INFORMATION SUPPLIED =
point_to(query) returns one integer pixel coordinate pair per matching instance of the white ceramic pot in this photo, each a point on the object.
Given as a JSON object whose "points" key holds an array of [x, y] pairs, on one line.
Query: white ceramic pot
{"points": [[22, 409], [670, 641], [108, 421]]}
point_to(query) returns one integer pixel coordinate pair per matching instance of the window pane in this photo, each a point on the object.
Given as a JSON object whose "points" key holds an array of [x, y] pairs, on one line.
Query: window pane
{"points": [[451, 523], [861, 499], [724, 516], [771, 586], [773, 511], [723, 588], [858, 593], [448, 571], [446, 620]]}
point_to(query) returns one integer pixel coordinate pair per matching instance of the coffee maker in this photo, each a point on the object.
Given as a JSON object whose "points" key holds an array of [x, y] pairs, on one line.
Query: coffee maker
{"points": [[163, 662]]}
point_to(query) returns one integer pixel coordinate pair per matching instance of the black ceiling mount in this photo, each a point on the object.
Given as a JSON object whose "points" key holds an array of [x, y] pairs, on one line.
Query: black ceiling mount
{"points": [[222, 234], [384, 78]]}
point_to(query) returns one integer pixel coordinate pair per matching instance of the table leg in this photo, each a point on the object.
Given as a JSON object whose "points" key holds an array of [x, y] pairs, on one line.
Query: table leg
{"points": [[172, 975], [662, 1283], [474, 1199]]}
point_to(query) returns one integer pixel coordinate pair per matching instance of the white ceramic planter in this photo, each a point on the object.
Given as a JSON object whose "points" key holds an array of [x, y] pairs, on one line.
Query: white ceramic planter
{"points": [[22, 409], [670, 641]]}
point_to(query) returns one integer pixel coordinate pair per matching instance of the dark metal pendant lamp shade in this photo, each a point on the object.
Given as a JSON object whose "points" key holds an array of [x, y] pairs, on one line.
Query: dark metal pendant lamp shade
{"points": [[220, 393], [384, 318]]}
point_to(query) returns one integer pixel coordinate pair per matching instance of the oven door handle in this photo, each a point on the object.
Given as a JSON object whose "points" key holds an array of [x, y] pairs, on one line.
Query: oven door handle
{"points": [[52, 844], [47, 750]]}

ACTIVITY = Retype exactly the span of lines from the one with "Query: white ceramic pot" through the one with "of the coffee"; include both ends and omit the rest of the material.

RESULT =
Query: white ceramic pot
{"points": [[22, 409], [670, 641], [108, 421]]}
point_to(query) returns one integer pixel coordinate pair per matching instance of the window pane in this photo, each a point on the object.
Given as a JSON object whose "points" key holds an array of [x, y] pairs, on one line.
Query: window pane
{"points": [[451, 523], [861, 499], [724, 516], [771, 586], [773, 511], [723, 588], [858, 593], [448, 571], [446, 620]]}
point_to(query) returns one integer pixel coordinate pair per matching instance of the coffee maker in this photo, each a point on the object.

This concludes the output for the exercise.